§ To do: Copy the data word for word, beginning with the line that contains "Target: concrete mixer truck" and ending with the last line of the data, both ends included.

§ Stored records:
__________________________________________________

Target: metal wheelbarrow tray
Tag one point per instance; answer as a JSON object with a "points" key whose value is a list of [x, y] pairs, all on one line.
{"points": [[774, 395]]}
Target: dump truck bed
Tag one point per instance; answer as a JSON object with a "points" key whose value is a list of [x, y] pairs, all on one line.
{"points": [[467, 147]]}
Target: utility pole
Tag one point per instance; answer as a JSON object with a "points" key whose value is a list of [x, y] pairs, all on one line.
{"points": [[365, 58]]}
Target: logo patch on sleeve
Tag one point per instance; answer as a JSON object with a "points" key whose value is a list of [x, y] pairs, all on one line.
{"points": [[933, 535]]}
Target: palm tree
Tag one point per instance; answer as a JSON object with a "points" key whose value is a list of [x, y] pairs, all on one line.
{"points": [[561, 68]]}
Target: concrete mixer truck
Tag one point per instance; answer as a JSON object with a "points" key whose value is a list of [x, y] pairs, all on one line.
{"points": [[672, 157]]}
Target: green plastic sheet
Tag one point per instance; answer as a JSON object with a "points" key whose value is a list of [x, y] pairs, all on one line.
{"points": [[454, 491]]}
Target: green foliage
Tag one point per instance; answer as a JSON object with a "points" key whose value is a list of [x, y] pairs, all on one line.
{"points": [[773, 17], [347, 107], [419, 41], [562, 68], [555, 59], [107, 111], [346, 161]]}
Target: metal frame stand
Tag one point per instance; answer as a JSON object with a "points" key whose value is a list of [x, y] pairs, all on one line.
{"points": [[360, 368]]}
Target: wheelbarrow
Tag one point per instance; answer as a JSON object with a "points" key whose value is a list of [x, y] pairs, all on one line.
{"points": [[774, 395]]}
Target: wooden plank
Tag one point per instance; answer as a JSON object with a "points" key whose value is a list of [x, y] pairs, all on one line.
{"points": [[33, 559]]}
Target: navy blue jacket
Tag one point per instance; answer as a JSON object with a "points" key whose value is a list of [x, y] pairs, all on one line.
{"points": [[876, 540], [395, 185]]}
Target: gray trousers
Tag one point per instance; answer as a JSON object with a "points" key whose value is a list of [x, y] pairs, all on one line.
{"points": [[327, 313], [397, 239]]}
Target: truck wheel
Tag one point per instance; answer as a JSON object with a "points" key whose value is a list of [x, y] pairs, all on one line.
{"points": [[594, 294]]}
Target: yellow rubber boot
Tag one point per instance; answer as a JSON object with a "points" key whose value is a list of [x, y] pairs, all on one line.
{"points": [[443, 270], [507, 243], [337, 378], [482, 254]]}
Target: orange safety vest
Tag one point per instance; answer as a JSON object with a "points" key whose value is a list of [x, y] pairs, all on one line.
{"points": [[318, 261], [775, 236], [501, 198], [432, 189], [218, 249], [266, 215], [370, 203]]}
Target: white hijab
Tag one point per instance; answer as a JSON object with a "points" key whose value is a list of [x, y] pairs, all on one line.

__________________________________________________

§ Exercise response:
Target: concrete mixer truck
Tag one point per instance; answer as a JSON object with a "points" key whose value is a list of [x, y] pairs, all on one line.
{"points": [[672, 157]]}
Target: green plastic sheet
Tag one point per instance; answer as a JSON object with a "points" key whose value is a list of [x, y] pairs, all on one line.
{"points": [[454, 491]]}
Target: green foliage
Tag one point per instance; answer as a JSON object with a "points" key whose value is a list of [x, y] pairs, all on one line.
{"points": [[773, 17], [347, 107], [419, 41], [562, 68], [555, 59], [107, 111], [346, 161]]}
Target: metal frame stand
Tag one point per instance; answer as a JSON object with a "points" key whose value is a list of [x, y] pairs, all on one line.
{"points": [[360, 368]]}
Target: wheelbarrow
Tag one point per instance; answer as a JSON object with a "points" key whose value is a list of [x, y] pairs, all on one line.
{"points": [[774, 395]]}
Target: wooden plank
Tag one point per instance; answer as a JSON object with a "points" key whose value is a list of [x, y] pairs, all on one line.
{"points": [[33, 559]]}
Target: navy blue jacket
Tag one point per instance; answer as a JSON object with a "points" key whose value is a list of [x, y] pairs, all on one line.
{"points": [[876, 540], [395, 185]]}
Target: gray trousers
Tag one point per instance; answer as a JSON object with a "points" key whose value is a list of [x, y] pairs, all on one line.
{"points": [[327, 313], [397, 239]]}
Target: truck wheel
Tag one point per instance; answer as a JSON object with a "points" key whose value is a list of [x, y] pairs, all on one line.
{"points": [[594, 294]]}
Target: yellow rubber boot
Tag one point per instance; answer as a JSON object with a "points" key whose value is a list of [x, y] pairs, all on one line.
{"points": [[443, 270], [507, 243], [337, 378], [482, 254]]}
Target: orange safety vest
Tag one point per instance; answer as a JSON object with a "points" key whose value is a list of [x, y] pairs, all on one line.
{"points": [[318, 261], [775, 236], [501, 198], [432, 189], [218, 249], [266, 215], [370, 203]]}
Target: white hijab
Tag one point per instance; answer as a JSON object with a "points" key whose value is a list of [x, y] pairs, all on one line.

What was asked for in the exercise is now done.